ABOUT THIS TASK — Print nothing but the lines below starting at the line that holds "as point(768, 117)." and ending at the line that holds "Query: white edge line", including both, each exactly as written.

ENTRIES SHOWN —
== Segment start ==
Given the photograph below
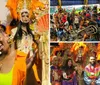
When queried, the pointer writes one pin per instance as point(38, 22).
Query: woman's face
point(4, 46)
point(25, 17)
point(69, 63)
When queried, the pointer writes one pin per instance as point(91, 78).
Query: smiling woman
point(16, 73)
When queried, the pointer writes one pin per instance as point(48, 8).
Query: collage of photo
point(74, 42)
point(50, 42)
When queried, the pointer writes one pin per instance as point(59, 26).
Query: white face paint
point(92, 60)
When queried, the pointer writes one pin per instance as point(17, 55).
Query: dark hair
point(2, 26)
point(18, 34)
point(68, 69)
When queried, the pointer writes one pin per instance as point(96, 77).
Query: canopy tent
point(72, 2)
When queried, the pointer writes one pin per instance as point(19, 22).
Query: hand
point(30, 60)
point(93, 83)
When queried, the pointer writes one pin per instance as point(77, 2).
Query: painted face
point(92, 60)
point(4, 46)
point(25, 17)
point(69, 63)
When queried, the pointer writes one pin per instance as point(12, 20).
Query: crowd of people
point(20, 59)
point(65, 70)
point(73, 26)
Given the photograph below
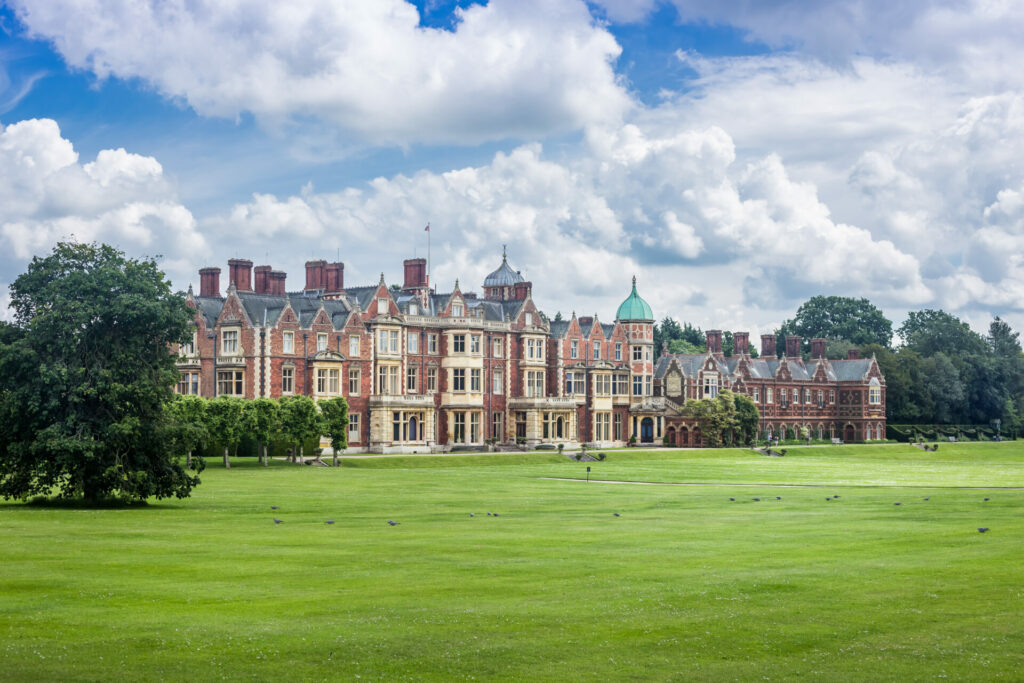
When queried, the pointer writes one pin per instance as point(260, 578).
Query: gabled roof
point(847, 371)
== Segment end ==
== Segment start ==
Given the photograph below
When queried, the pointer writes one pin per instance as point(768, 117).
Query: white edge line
== Segment end ==
FINAL ANSWER —
When queried, the pointer writes one pin per instance as point(768, 117).
Query: white edge line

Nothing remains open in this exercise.